Bipolar, addiction and the entertainment industry: What Demi Lovato can teach us

Before you decide to pass up on yet another lay person’s opinion on Demi Lovato’s overdose, I want to assure you that this isn’t just more unsubstantiated claims about a celebrity I know nothing about. This is a blog about bipolar disorder, and so this post is exactly about that.

Here’s the thing about Demi though; since I was diagnosed in 2015 and found out that she is bipolar too, I’ve been pretty jealous. Of her and all other bipolar celebrities. I have a brother who works in Hollywood, and I know of the ridiculous schedules that lead to a lack of sleep, the crazy pressure, the substance abuse and the parties, the hectic travel, rehearsals, ridiculous deadlines etc. I’ve also opened a People magazine in my life. And so I’ve always wondered, about the young Demi specifically, how on earth do you overcome an eating disorder, addiction AND manage bipolar disorder when you lead the insane and unnatural lifestyle of a musician?! And at such a young age!

I don’t really like her music to be honest, but I’ve been following her on Instagram for a long time for the reasons above. I’ve seen snippets of her current world tour and I have wondered how the ef she does it. My conclusion was that she must have A LOT of support, and I did see her mother on some of her videos. I also read something about a sober coach, that she apparently fired. But I don’t know anything else about the people in her life. She can’t be on anti-psychotics because being sedated won’t work. So imagine how little she sleeps! At best she can be on anti-depressants and a mood stabiliser, if she’s on anything. She won’t be able take addictive sleeping pills or anxiety meds like benzos.

Data listing:
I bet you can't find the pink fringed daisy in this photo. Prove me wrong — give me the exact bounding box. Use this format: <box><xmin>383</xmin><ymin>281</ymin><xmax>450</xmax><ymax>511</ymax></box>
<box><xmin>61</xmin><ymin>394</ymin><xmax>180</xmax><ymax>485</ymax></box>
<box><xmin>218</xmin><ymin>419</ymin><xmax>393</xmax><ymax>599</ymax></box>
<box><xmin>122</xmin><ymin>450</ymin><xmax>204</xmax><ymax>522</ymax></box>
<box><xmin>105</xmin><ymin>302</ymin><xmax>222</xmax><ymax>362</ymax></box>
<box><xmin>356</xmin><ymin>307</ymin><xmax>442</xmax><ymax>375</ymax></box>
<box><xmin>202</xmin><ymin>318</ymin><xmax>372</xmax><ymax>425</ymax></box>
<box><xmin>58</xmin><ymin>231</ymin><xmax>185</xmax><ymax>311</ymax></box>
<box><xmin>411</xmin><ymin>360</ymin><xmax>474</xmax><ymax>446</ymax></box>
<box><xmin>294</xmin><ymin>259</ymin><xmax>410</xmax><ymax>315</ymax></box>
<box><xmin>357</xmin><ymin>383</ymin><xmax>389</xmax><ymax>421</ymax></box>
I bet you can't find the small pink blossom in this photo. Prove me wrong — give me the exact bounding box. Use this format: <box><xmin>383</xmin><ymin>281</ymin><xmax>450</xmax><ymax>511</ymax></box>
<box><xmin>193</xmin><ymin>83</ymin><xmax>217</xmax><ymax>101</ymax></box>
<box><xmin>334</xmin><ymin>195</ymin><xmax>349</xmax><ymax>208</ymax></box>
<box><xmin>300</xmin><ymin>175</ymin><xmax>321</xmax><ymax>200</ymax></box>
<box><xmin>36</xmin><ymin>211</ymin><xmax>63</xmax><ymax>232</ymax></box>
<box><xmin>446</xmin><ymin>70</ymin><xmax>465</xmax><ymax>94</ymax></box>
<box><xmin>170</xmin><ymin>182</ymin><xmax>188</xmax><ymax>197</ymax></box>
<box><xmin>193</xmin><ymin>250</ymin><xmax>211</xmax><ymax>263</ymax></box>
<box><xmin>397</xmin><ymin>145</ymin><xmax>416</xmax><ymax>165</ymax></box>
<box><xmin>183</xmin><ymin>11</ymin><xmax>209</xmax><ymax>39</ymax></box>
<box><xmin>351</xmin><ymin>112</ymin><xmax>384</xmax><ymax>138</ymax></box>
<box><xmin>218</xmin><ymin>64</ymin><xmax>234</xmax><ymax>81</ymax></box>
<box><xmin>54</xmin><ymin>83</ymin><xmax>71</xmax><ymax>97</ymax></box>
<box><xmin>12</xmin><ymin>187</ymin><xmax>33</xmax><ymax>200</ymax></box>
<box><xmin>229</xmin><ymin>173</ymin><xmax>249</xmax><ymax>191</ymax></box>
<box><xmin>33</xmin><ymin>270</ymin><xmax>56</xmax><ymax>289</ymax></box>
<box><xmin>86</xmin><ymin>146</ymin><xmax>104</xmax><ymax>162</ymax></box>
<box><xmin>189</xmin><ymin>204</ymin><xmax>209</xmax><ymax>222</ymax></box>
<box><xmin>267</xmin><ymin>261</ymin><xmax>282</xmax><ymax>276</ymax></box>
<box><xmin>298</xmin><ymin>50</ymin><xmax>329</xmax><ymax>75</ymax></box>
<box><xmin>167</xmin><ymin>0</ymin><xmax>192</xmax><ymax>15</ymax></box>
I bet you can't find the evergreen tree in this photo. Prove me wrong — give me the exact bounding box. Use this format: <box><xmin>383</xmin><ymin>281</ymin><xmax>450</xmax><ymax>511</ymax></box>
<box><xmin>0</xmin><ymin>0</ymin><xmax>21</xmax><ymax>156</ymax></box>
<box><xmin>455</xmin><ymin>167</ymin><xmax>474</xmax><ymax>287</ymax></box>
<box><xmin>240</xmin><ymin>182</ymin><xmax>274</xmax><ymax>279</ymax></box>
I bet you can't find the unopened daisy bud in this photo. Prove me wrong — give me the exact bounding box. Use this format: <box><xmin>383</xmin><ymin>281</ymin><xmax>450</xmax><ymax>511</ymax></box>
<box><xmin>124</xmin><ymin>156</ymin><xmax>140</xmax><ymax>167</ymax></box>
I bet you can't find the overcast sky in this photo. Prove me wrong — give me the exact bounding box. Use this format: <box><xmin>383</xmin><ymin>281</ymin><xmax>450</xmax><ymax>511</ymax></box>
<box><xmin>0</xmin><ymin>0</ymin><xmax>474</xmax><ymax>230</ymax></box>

Task instructions: Write out the part of the Demi Lovato blog post starting with "I don’t really" and going on through "meds like benzos.".

Written answer:
I don’t really like her music to be honest, but I’ve been following her on Instagram for a long time for the reasons above. I’ve seen snippets of her current world tour and I have wondered how the ef she does it. My conclusion was that she must have A LOT of support, and I did see her mother on some of her videos. I also read something about a sober coach, that she apparently fired. But I don’t know anything else about the people in her life. She can’t be on anti-psychotics because being sedated won’t work. So imagine how little she sleeps! At best she can be on anti-depressants and a mood stabiliser, if she’s on anything. She won’t be able take addictive sleeping pills or anxiety meds like benzos.